__DATA__
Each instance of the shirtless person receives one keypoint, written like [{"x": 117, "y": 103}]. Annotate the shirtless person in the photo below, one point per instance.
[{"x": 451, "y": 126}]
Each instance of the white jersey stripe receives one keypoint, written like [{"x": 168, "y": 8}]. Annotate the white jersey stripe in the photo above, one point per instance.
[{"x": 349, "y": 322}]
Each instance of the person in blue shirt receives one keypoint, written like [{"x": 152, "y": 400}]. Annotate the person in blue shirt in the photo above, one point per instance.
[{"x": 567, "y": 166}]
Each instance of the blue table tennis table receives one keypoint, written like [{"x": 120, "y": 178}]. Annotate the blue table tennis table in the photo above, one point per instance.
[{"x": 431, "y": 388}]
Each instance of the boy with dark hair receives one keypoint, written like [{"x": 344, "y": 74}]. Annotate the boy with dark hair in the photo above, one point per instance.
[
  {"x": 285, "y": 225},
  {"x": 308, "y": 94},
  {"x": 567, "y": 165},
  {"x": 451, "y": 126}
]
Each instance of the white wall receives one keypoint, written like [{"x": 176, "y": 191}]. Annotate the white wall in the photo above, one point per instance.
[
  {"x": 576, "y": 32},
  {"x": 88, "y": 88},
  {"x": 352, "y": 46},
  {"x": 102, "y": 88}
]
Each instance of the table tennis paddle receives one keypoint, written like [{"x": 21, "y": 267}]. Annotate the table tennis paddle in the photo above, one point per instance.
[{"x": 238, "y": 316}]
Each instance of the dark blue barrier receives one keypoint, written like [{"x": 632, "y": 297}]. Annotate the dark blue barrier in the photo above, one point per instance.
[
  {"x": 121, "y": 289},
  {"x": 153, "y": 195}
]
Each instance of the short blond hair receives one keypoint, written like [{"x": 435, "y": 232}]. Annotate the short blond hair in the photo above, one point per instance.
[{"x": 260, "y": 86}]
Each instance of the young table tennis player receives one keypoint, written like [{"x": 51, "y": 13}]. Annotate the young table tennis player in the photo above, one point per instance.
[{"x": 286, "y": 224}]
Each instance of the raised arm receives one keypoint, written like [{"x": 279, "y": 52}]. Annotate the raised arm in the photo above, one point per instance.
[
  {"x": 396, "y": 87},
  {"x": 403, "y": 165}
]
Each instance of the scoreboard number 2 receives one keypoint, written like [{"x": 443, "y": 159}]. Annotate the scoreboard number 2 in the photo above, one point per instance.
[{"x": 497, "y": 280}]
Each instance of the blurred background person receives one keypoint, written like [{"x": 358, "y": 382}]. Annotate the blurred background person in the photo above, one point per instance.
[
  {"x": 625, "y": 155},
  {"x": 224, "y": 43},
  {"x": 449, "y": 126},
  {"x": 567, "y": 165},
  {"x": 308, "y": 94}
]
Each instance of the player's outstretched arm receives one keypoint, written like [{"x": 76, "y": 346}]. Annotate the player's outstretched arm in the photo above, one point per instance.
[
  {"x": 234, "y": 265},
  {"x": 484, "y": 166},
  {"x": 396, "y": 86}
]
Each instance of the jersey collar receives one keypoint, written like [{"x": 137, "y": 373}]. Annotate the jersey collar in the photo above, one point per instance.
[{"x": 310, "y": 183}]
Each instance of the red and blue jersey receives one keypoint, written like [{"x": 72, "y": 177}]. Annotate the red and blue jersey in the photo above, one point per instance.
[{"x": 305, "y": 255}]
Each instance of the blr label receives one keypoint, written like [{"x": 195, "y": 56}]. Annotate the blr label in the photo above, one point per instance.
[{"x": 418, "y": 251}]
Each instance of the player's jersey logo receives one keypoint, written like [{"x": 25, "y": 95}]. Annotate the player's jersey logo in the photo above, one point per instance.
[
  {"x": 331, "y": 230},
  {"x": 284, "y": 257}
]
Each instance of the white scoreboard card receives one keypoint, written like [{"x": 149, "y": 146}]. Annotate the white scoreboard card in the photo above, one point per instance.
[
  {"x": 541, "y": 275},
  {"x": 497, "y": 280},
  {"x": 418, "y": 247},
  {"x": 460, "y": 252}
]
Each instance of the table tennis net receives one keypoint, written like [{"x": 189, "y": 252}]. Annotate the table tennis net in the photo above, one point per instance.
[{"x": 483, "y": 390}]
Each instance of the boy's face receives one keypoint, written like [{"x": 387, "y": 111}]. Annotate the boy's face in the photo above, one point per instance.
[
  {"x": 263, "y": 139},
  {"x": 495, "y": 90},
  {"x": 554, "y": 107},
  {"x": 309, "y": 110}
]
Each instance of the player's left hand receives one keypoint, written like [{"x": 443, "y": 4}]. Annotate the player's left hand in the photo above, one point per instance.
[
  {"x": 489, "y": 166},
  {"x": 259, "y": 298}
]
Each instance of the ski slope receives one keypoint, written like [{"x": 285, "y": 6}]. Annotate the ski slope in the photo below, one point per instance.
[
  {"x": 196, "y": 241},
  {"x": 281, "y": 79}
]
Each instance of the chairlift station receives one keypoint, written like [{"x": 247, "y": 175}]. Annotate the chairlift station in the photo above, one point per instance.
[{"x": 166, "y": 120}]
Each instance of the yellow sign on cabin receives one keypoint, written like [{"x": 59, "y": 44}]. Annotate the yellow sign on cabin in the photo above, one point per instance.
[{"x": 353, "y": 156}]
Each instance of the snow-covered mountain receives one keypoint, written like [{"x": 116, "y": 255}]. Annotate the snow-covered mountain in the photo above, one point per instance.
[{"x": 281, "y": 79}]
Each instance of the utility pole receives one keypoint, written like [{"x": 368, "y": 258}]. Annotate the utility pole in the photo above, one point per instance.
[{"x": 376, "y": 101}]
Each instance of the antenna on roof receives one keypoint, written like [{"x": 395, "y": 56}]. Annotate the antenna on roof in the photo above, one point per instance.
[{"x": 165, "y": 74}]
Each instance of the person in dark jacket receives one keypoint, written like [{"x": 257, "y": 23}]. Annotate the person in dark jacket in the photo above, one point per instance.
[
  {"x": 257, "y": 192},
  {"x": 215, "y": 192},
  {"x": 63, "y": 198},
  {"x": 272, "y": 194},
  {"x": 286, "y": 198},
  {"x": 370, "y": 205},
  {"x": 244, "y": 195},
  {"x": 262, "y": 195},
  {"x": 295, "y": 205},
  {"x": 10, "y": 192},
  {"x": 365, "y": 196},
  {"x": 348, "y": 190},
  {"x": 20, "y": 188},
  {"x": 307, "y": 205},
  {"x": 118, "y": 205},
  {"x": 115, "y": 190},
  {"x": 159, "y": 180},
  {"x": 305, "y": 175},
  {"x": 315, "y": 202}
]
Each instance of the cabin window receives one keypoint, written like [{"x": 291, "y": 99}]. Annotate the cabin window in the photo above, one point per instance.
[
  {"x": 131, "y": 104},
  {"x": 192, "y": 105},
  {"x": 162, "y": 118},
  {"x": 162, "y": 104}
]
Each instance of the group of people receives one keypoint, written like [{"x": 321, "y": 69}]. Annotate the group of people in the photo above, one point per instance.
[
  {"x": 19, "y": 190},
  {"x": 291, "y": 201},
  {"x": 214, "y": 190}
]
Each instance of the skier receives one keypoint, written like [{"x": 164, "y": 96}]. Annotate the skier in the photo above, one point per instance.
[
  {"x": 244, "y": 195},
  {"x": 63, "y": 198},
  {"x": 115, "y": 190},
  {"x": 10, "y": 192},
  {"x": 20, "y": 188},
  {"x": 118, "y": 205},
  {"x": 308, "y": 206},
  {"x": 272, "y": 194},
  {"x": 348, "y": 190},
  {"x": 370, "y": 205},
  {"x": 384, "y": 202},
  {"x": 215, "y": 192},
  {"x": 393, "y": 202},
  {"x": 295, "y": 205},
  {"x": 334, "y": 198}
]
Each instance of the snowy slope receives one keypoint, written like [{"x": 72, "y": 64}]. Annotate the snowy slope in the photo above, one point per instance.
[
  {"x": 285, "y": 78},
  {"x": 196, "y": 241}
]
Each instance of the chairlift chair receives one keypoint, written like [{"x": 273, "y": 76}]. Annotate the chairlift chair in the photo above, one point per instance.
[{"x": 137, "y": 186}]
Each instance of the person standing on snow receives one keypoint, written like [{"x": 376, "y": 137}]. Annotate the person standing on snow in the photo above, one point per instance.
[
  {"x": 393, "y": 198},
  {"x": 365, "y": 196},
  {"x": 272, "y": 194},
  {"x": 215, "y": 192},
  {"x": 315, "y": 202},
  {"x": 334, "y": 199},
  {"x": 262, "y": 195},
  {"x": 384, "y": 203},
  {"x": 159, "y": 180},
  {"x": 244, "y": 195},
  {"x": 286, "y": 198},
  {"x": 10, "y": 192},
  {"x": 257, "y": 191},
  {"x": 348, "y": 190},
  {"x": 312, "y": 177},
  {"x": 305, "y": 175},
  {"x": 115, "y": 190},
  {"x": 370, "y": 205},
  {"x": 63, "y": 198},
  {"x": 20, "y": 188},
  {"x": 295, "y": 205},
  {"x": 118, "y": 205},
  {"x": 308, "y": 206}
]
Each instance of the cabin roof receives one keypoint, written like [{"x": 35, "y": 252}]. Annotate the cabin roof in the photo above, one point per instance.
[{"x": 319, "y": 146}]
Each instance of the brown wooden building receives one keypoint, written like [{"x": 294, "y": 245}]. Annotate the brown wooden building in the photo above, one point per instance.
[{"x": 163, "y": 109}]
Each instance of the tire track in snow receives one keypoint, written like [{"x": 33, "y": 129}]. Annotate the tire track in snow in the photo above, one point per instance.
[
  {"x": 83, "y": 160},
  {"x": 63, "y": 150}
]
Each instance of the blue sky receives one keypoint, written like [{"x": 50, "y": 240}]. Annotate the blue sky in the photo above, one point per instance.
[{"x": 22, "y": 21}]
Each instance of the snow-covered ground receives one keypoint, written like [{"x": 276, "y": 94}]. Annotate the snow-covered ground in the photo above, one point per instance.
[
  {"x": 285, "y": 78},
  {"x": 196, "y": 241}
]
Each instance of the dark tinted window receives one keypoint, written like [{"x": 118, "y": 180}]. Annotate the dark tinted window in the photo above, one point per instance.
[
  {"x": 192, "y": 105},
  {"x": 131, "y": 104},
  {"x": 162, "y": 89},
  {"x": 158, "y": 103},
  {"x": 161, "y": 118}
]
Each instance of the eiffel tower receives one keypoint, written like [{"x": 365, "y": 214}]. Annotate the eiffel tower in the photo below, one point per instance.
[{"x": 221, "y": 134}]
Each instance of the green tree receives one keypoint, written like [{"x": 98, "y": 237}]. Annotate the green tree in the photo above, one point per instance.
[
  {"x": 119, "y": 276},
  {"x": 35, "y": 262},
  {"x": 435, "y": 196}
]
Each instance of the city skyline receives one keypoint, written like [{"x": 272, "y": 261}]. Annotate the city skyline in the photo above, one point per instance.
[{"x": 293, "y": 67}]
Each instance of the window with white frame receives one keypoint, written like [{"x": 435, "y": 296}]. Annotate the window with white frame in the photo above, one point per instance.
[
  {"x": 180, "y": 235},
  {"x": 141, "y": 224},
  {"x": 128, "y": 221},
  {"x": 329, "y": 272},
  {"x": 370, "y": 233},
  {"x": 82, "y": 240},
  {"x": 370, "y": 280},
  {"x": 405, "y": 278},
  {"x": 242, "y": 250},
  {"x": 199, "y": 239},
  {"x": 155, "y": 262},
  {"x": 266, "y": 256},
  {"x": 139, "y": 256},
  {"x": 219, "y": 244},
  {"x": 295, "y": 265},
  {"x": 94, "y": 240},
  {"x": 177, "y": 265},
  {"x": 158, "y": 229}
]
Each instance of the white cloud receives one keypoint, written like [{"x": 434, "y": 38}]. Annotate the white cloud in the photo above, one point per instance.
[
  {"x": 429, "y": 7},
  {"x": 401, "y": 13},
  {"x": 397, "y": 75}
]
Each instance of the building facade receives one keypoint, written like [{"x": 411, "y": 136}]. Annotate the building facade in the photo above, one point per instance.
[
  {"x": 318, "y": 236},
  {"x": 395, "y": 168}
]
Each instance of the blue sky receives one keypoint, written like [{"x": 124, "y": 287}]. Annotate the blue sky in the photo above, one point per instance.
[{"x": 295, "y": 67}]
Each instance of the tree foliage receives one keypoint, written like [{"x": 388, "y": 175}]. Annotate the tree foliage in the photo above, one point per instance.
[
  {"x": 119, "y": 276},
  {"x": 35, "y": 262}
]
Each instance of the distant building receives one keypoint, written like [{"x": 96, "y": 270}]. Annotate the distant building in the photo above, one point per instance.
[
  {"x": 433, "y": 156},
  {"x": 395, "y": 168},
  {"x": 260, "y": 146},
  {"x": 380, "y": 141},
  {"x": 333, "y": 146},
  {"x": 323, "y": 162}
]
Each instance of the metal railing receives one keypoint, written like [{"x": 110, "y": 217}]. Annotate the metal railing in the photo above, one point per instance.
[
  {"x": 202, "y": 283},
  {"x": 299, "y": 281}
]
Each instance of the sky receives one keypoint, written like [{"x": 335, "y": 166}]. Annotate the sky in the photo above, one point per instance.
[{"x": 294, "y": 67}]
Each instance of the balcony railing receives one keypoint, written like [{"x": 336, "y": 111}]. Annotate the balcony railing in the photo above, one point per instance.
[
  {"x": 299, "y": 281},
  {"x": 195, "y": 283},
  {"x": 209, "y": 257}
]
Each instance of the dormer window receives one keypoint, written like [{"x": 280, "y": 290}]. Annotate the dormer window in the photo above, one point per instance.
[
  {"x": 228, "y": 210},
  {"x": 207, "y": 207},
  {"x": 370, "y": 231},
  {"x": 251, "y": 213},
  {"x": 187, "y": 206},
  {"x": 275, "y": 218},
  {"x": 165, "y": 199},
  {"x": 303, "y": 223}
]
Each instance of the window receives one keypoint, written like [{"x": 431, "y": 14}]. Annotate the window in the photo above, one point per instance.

__WRITTEN PROBLEM__
Copy out exactly the lines between the line with "Each instance of the metal" and the last line of the entries, counting both of those lines.

__SOLUTION FOR THIS TASK__
Each instance of the metal railing receives one keypoint, written like [{"x": 110, "y": 217}]. Annotate the metal railing in the photo above, one point per instance.
[
  {"x": 202, "y": 283},
  {"x": 299, "y": 281}
]
Each instance of the sky receives one keypoint, written like [{"x": 335, "y": 166}]. Annotate the sky in the photo above, one point per instance.
[{"x": 294, "y": 67}]
Each instance of the balcony railing receives one keypoint, written like [{"x": 336, "y": 111}]. Annotate the balcony railing in the photo above, one point per instance.
[
  {"x": 299, "y": 281},
  {"x": 195, "y": 283},
  {"x": 209, "y": 257}
]
Each instance of the dormer window receives one keypoint, written like [{"x": 280, "y": 290}]. Annotate the dormer window in the photo above, one point per instance.
[
  {"x": 228, "y": 210},
  {"x": 207, "y": 207},
  {"x": 370, "y": 231},
  {"x": 251, "y": 213},
  {"x": 187, "y": 206},
  {"x": 275, "y": 218},
  {"x": 165, "y": 199},
  {"x": 303, "y": 223}
]
Each instance of the window receives one keypoint, written like [{"x": 431, "y": 14}]. Annotate the window in the photo above, one point per instance.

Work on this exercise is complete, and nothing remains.